Requirement: Copy every record below exactly, leaving out any pictures.

(Data section begins)

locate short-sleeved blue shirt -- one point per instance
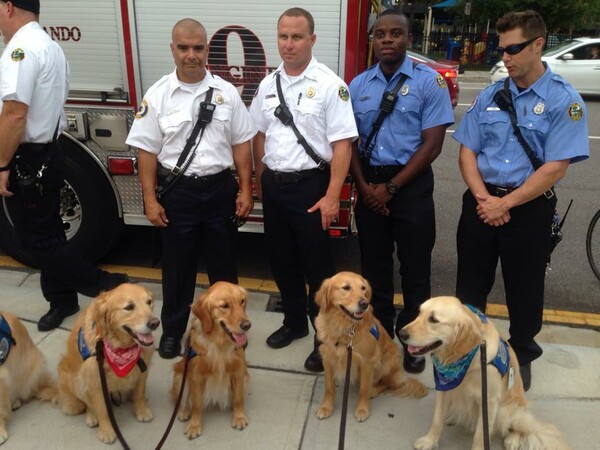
(551, 116)
(423, 102)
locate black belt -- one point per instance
(381, 173)
(498, 191)
(196, 181)
(292, 177)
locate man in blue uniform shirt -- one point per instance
(392, 171)
(505, 213)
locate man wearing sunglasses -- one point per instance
(506, 214)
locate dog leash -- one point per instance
(346, 390)
(484, 408)
(109, 410)
(179, 396)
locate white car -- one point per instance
(574, 60)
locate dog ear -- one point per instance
(322, 297)
(467, 334)
(201, 310)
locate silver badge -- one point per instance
(539, 108)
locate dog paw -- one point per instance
(425, 443)
(362, 414)
(193, 431)
(107, 435)
(324, 412)
(144, 415)
(91, 420)
(239, 422)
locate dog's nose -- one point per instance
(403, 334)
(153, 323)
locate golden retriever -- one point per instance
(449, 331)
(345, 314)
(217, 369)
(124, 319)
(23, 370)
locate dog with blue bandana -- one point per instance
(452, 333)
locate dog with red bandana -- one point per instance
(119, 323)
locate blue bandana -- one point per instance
(447, 377)
(450, 376)
(6, 340)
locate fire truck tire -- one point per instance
(88, 208)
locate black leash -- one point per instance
(111, 416)
(179, 397)
(484, 407)
(346, 390)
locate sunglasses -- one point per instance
(515, 48)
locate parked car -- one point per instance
(578, 61)
(447, 69)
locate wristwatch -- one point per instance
(392, 187)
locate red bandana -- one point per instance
(122, 360)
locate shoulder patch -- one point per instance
(575, 111)
(441, 81)
(343, 93)
(143, 110)
(17, 55)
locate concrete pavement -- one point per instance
(282, 398)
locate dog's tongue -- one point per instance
(240, 339)
(146, 339)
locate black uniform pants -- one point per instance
(199, 218)
(300, 250)
(411, 226)
(522, 246)
(39, 228)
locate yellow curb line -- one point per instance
(269, 286)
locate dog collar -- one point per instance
(6, 340)
(449, 376)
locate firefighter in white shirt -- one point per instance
(34, 79)
(201, 208)
(300, 179)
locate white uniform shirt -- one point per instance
(169, 112)
(34, 71)
(319, 101)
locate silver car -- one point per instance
(578, 61)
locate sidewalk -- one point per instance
(282, 398)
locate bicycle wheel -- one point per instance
(592, 244)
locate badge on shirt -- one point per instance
(575, 111)
(441, 81)
(17, 55)
(143, 110)
(343, 93)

(Data section ends)

Solution to the problem:
locate short-sleeved blue shirt -- one point per instance
(551, 116)
(423, 102)
locate black belt -- one point per instance
(381, 173)
(498, 191)
(196, 181)
(292, 177)
locate man in blue uniform shirt -- one point per instance
(392, 171)
(505, 213)
locate man wearing sunglasses -- one point per instance
(506, 214)
locate dog leash -- one point per instance
(346, 390)
(484, 408)
(109, 410)
(179, 396)
locate white car -- one point per instance
(574, 60)
locate dog ear -- one point per instance
(322, 297)
(467, 334)
(201, 310)
locate silver badge -- one point per instance
(539, 108)
locate dog paw -- one point per instance
(425, 443)
(362, 414)
(193, 431)
(107, 435)
(324, 412)
(144, 415)
(91, 420)
(239, 422)
locate dog's nose -- one point per instance
(403, 334)
(153, 323)
locate golden retriever -- one point per instance
(449, 331)
(345, 314)
(217, 369)
(124, 319)
(23, 370)
locate dog with blue bandana -- one point per instance
(452, 333)
locate dog with red bandana -- one point per instance
(119, 323)
locate blue bandana -- one point per instance
(447, 377)
(450, 376)
(6, 340)
locate fire truck tire -- one point per instance
(88, 208)
locate black leash -- one point per instance
(111, 416)
(179, 397)
(484, 407)
(346, 390)
locate sunglasses -- one point per instance
(515, 48)
locate parked car -- one point per instance
(578, 61)
(447, 69)
locate wristwatch -- one point per instance
(392, 187)
locate red bandana -- one point per instance
(122, 360)
locate shoulder patch -- one point per instance
(575, 111)
(441, 81)
(343, 93)
(143, 110)
(17, 55)
locate concrete pavement -- one point per instance
(282, 398)
locate dog's tongue -- one point per instance
(240, 339)
(146, 339)
locate black uniform pants -- one point per instance
(199, 218)
(300, 250)
(411, 226)
(522, 246)
(39, 228)
locate yellow curb line -- one point per instance
(269, 286)
locate dog collar -- one point per instance
(6, 340)
(449, 376)
locate firefighter in white shirt -- one point per instance
(34, 79)
(201, 208)
(300, 179)
locate white uniform shirt -- one point per instance
(169, 112)
(34, 71)
(319, 101)
locate silver car -- one point per instance
(578, 61)
locate sidewalk -- one point per instance
(282, 398)
locate bicycle wheel -- one point per instance
(592, 244)
locate badge on shirt -- one point per instance
(575, 111)
(441, 81)
(17, 55)
(143, 110)
(343, 93)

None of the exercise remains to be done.